Collected data entries:
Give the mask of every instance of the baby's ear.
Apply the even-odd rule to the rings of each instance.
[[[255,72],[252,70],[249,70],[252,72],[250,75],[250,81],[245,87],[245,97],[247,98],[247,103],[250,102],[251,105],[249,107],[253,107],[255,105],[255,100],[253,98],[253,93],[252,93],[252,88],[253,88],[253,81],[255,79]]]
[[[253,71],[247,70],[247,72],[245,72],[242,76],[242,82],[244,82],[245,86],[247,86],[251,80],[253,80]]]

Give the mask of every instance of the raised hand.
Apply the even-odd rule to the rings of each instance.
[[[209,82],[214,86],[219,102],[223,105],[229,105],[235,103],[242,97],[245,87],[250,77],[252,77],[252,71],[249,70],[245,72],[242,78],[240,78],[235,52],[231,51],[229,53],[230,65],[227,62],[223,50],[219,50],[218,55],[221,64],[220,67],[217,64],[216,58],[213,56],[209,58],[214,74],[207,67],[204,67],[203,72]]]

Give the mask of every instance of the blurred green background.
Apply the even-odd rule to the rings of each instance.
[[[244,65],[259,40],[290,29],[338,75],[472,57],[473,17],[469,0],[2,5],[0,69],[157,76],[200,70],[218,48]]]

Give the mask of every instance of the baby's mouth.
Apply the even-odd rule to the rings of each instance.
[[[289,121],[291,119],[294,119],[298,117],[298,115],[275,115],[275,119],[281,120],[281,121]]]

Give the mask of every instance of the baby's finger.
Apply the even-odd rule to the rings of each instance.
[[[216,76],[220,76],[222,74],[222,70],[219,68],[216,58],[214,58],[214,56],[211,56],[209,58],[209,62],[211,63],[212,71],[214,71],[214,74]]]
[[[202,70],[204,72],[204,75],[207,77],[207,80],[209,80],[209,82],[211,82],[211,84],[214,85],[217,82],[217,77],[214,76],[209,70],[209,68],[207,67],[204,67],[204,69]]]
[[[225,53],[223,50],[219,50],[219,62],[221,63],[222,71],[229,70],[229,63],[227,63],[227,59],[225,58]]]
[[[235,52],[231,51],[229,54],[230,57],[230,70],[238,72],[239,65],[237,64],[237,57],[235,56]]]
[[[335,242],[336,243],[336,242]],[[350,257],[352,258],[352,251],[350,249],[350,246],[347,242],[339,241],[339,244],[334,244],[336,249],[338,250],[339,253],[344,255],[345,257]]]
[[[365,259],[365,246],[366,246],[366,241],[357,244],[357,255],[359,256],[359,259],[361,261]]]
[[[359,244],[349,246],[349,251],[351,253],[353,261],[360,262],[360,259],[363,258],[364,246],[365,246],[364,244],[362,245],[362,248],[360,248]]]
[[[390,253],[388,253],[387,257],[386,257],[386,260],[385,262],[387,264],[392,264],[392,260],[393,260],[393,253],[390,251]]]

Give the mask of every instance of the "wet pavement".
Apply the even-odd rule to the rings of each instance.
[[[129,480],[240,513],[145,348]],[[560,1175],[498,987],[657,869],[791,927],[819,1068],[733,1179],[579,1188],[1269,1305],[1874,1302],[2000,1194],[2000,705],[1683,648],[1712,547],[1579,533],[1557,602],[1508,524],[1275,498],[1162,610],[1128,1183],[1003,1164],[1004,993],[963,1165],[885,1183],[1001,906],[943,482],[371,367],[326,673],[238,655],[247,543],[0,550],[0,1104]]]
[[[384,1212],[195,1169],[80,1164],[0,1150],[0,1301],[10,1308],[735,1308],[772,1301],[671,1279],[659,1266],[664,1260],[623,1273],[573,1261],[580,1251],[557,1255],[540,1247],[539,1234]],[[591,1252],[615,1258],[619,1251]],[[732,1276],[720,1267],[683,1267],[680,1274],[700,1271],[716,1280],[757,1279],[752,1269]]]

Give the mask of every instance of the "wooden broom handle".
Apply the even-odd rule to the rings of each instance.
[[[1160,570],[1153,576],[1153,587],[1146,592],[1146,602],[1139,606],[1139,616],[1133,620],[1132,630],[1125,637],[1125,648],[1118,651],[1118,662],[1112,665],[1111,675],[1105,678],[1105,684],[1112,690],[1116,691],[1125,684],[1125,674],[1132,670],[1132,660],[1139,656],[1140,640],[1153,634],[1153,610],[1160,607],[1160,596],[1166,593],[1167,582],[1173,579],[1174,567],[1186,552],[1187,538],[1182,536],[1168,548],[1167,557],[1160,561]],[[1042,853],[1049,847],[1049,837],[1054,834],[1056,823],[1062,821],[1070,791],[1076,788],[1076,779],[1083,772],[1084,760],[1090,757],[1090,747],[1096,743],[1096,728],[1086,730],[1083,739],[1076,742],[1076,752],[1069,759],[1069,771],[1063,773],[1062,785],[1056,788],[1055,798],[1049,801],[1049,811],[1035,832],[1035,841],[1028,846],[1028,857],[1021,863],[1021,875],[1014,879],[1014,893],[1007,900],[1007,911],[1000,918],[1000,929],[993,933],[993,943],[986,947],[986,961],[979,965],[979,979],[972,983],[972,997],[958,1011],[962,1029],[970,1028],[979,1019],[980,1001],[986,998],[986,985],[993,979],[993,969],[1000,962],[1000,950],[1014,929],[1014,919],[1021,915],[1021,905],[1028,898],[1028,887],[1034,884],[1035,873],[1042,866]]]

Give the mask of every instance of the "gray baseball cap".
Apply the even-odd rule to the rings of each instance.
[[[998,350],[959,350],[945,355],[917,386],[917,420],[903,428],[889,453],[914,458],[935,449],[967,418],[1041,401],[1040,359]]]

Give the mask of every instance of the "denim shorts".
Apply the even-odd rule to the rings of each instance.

AIM OF THE EXERCISE
Looking at the entries above, say how many lines contain the word "Give". Nothing but the number is needed.

EXERCISE SOLUTION
9